--- Activity ---
Images in the entries are to be skipped, and everything else is to be written out exactly.

--- Records shown ---
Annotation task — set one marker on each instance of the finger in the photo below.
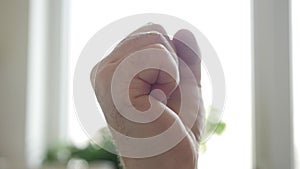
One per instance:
(154, 27)
(137, 42)
(190, 76)
(187, 49)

--- Response to this exercise ---
Annotation task — set one marker on each instance of the finger in the photo below.
One per instance:
(154, 27)
(137, 42)
(190, 76)
(187, 49)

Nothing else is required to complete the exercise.